▶ _REQUIRED WORK_
Reproduce the material from its start through the line containing "<point>200,180</point>", swapping "goat's" for "sheep's" and leaving all else unchanged. Omit the pictures from the reproduction.

--------------------

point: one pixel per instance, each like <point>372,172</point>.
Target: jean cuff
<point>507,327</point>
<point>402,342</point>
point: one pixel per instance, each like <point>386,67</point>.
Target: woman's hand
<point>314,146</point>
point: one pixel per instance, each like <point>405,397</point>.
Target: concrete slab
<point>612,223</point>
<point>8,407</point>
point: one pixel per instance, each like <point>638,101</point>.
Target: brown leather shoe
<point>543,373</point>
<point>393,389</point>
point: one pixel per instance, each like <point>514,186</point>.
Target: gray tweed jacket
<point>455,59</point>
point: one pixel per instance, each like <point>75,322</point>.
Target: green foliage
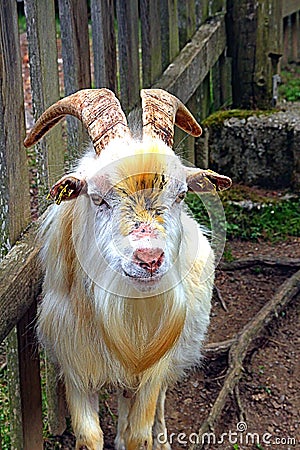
<point>253,218</point>
<point>21,23</point>
<point>290,87</point>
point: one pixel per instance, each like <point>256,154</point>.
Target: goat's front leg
<point>136,418</point>
<point>85,421</point>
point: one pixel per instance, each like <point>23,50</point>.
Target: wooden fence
<point>178,46</point>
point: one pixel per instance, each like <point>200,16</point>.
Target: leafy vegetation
<point>4,415</point>
<point>252,216</point>
<point>290,87</point>
<point>217,119</point>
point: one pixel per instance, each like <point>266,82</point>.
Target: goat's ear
<point>67,188</point>
<point>200,180</point>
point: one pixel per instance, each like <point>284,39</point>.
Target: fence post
<point>76,62</point>
<point>41,34</point>
<point>169,31</point>
<point>254,36</point>
<point>128,45</point>
<point>151,41</point>
<point>14,199</point>
<point>104,44</point>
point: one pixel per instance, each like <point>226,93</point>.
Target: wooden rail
<point>183,48</point>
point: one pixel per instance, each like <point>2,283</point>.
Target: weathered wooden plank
<point>186,21</point>
<point>151,41</point>
<point>14,198</point>
<point>255,34</point>
<point>128,45</point>
<point>30,382</point>
<point>20,280</point>
<point>193,63</point>
<point>295,35</point>
<point>289,7</point>
<point>14,179</point>
<point>41,34</point>
<point>169,31</point>
<point>104,44</point>
<point>76,62</point>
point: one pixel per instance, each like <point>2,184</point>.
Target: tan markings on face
<point>141,200</point>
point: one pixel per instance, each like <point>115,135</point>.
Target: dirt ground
<point>269,402</point>
<point>267,412</point>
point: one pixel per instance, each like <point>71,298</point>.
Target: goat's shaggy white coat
<point>105,320</point>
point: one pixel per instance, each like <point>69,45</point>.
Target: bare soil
<point>266,412</point>
<point>268,406</point>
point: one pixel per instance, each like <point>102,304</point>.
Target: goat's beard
<point>139,332</point>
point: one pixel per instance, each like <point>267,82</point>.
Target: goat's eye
<point>97,200</point>
<point>180,197</point>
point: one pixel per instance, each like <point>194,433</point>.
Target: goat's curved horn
<point>161,110</point>
<point>98,109</point>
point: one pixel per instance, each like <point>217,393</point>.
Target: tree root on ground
<point>259,260</point>
<point>239,346</point>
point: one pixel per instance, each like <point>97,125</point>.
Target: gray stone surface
<point>259,150</point>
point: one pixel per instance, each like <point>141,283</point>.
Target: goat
<point>128,273</point>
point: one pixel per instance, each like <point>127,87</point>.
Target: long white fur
<point>89,309</point>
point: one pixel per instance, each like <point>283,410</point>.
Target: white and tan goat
<point>128,273</point>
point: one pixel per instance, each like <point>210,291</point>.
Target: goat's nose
<point>149,258</point>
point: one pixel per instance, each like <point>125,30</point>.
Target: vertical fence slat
<point>41,34</point>
<point>30,382</point>
<point>14,179</point>
<point>14,199</point>
<point>76,61</point>
<point>169,31</point>
<point>151,41</point>
<point>295,32</point>
<point>186,27</point>
<point>104,44</point>
<point>128,45</point>
<point>186,21</point>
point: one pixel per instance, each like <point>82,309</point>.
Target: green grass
<point>290,87</point>
<point>4,415</point>
<point>270,219</point>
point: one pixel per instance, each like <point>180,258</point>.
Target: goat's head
<point>135,189</point>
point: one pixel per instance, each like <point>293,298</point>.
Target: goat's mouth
<point>139,278</point>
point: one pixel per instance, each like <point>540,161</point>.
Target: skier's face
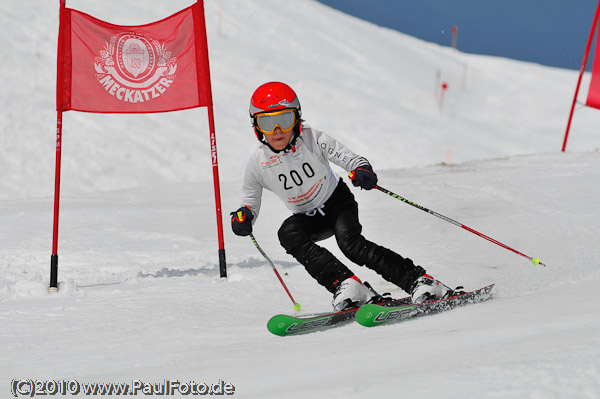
<point>279,139</point>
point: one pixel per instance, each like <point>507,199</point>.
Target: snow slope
<point>140,296</point>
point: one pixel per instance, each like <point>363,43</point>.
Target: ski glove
<point>241,222</point>
<point>364,177</point>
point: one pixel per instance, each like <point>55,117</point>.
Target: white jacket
<point>301,177</point>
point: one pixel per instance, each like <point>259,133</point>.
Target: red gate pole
<point>217,190</point>
<point>581,70</point>
<point>59,107</point>
<point>54,256</point>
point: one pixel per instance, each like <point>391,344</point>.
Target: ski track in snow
<point>140,296</point>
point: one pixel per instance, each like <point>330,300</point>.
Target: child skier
<point>292,161</point>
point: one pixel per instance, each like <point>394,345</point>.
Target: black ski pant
<point>299,232</point>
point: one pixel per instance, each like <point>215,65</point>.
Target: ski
<point>370,315</point>
<point>283,325</point>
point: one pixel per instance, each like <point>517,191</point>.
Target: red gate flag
<point>158,67</point>
<point>593,99</point>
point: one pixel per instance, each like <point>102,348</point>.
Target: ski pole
<point>297,306</point>
<point>535,261</point>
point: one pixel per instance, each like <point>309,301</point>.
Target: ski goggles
<point>267,122</point>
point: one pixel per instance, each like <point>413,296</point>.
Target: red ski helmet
<point>274,96</point>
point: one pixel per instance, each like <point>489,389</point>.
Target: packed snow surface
<point>140,295</point>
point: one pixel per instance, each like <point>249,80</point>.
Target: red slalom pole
<point>581,70</point>
<point>296,304</point>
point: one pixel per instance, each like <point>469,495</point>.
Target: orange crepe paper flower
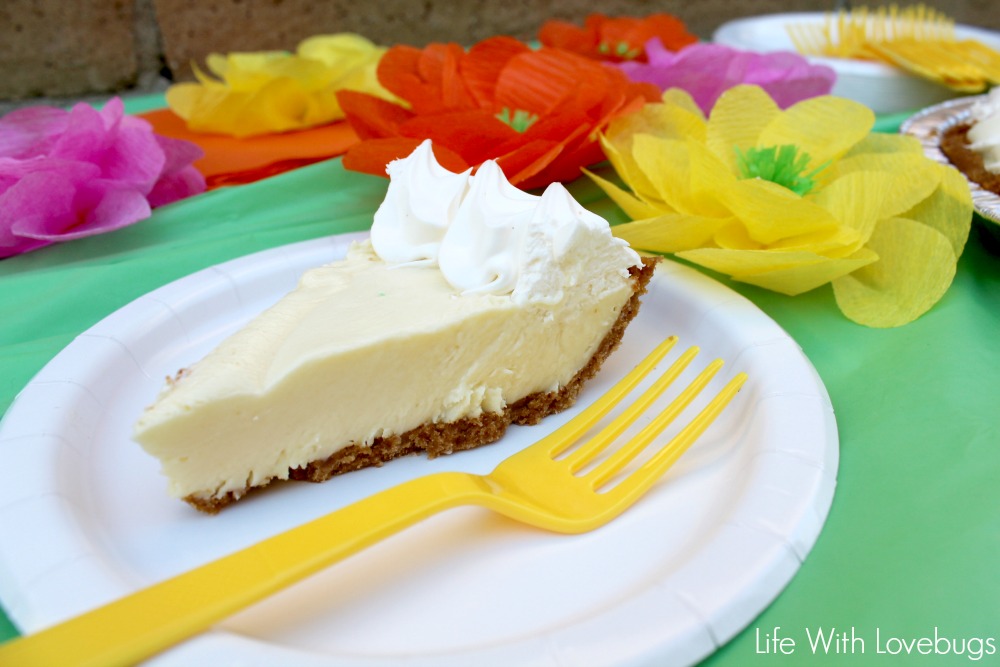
<point>267,92</point>
<point>232,161</point>
<point>536,112</point>
<point>616,39</point>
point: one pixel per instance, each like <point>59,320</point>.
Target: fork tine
<point>626,453</point>
<point>561,439</point>
<point>649,472</point>
<point>597,444</point>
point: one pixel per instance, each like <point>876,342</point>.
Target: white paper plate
<point>85,518</point>
<point>882,88</point>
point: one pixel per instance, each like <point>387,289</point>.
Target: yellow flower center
<point>784,165</point>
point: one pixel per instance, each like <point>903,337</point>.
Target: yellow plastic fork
<point>538,486</point>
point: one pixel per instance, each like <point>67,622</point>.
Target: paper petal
<point>738,118</point>
<point>915,269</point>
<point>793,272</point>
<point>824,127</point>
<point>948,209</point>
<point>771,212</point>
<point>634,208</point>
<point>670,232</point>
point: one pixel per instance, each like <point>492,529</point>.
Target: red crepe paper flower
<point>536,112</point>
<point>616,39</point>
<point>69,174</point>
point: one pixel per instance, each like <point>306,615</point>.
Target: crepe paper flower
<point>69,174</point>
<point>616,39</point>
<point>791,200</point>
<point>231,161</point>
<point>705,71</point>
<point>536,112</point>
<point>267,92</point>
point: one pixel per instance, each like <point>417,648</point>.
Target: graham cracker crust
<point>440,439</point>
<point>955,145</point>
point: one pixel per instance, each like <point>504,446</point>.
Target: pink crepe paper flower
<point>69,174</point>
<point>705,71</point>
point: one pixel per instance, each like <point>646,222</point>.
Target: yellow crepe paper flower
<point>267,92</point>
<point>791,200</point>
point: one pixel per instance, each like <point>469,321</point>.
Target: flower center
<point>623,50</point>
<point>784,165</point>
<point>520,120</point>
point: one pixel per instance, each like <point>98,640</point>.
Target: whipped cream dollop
<point>487,236</point>
<point>422,199</point>
<point>984,135</point>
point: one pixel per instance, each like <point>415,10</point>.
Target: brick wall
<point>60,48</point>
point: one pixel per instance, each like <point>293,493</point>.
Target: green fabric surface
<point>912,542</point>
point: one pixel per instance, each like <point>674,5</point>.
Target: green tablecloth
<point>912,543</point>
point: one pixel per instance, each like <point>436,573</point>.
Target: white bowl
<point>883,88</point>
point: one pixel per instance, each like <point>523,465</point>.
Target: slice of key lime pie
<point>473,306</point>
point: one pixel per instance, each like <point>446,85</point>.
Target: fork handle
<point>144,623</point>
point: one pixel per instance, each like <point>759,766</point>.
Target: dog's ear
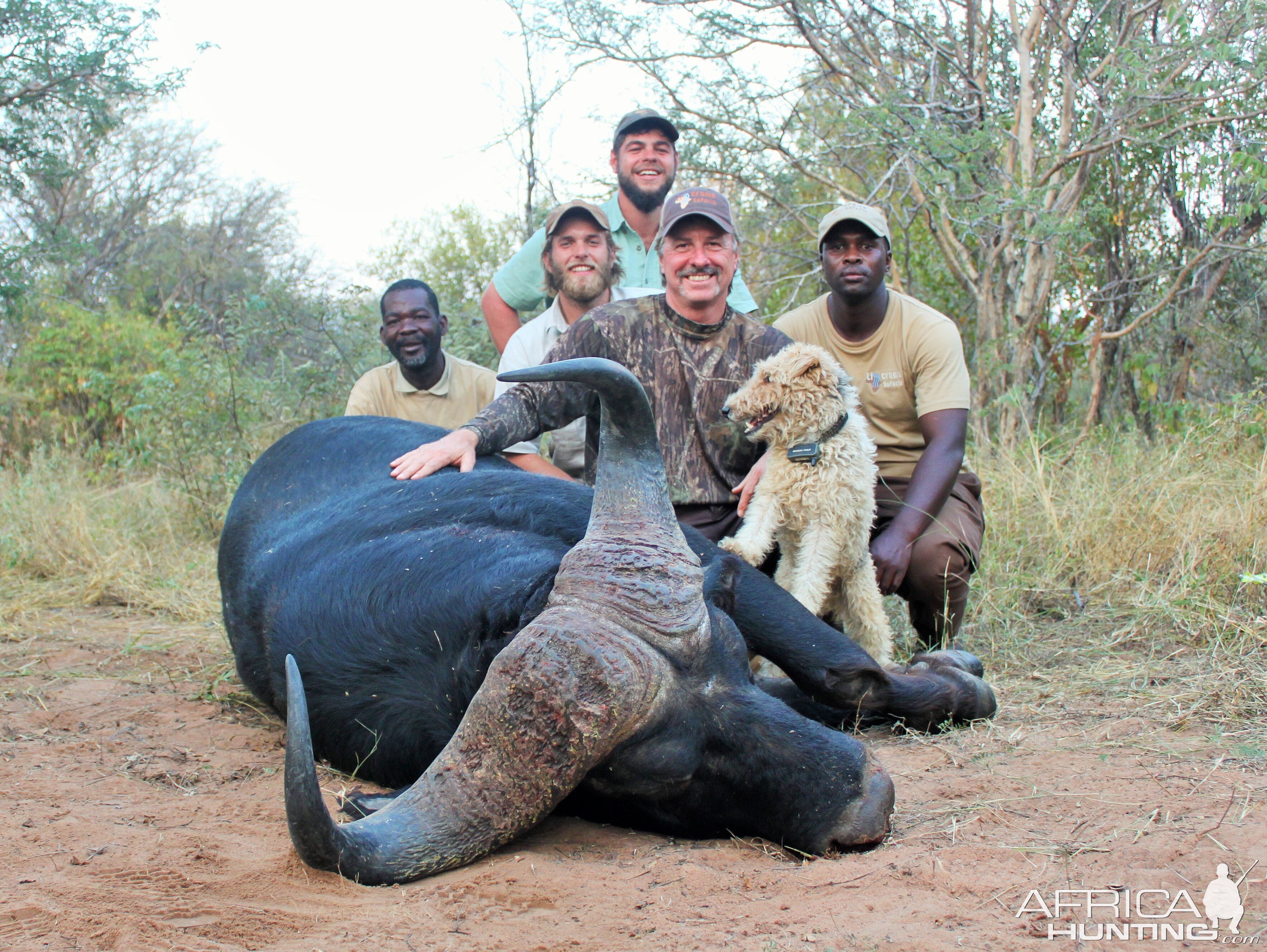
<point>804,364</point>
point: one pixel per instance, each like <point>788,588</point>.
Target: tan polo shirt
<point>913,365</point>
<point>463,390</point>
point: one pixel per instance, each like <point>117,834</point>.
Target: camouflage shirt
<point>687,369</point>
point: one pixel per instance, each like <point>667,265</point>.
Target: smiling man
<point>646,161</point>
<point>422,383</point>
<point>581,274</point>
<point>908,364</point>
<point>687,347</point>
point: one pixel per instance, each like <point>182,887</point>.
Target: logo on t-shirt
<point>886,379</point>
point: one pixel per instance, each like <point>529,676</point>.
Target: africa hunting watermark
<point>1146,913</point>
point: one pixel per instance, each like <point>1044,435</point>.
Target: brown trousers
<point>943,557</point>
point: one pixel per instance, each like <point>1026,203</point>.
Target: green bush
<point>75,378</point>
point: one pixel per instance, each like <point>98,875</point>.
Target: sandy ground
<point>142,811</point>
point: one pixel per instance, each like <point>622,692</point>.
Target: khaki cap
<point>557,216</point>
<point>867,216</point>
<point>709,203</point>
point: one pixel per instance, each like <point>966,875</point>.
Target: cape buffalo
<point>470,636</point>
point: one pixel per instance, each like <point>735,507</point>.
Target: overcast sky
<point>370,112</point>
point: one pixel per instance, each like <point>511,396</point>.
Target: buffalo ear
<point>720,580</point>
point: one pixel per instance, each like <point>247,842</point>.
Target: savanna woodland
<point>1080,184</point>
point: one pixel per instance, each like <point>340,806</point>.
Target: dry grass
<point>68,542</point>
<point>1122,572</point>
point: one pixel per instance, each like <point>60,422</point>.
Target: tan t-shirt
<point>463,390</point>
<point>913,365</point>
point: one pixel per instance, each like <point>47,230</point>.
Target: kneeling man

--------------------

▶ _SOLVED PROBLEM_
point: one pixel per instance, each like <point>372,172</point>.
Target: jean cuff
<point>507,327</point>
<point>402,342</point>
point: one pixel per instance, each like <point>386,67</point>.
Target: woman's hand
<point>314,146</point>
point: one pixel per instance, each like <point>405,397</point>.
Target: concrete slab
<point>612,223</point>
<point>8,407</point>
point: one pixel per instance, each like <point>638,101</point>.
Target: brown leather shoe
<point>543,373</point>
<point>393,389</point>
point: one pixel per instance, each like <point>514,186</point>.
Target: gray tweed jacket
<point>455,59</point>
point: one pixel per instance, each like <point>75,322</point>.
Target: green foliage
<point>253,218</point>
<point>21,23</point>
<point>290,87</point>
point: one pixel per instance, each like <point>256,154</point>.
Target: sheep's front leg
<point>136,418</point>
<point>85,421</point>
point: one pixel per instance, each like <point>23,50</point>.
Target: wooden fence
<point>178,46</point>
point: one pixel per instance, each like <point>200,16</point>.
Target: leafy vegetation
<point>4,415</point>
<point>252,216</point>
<point>290,87</point>
<point>217,119</point>
point: one pixel per instance, each like <point>266,82</point>.
Target: sheep's ear
<point>67,188</point>
<point>200,180</point>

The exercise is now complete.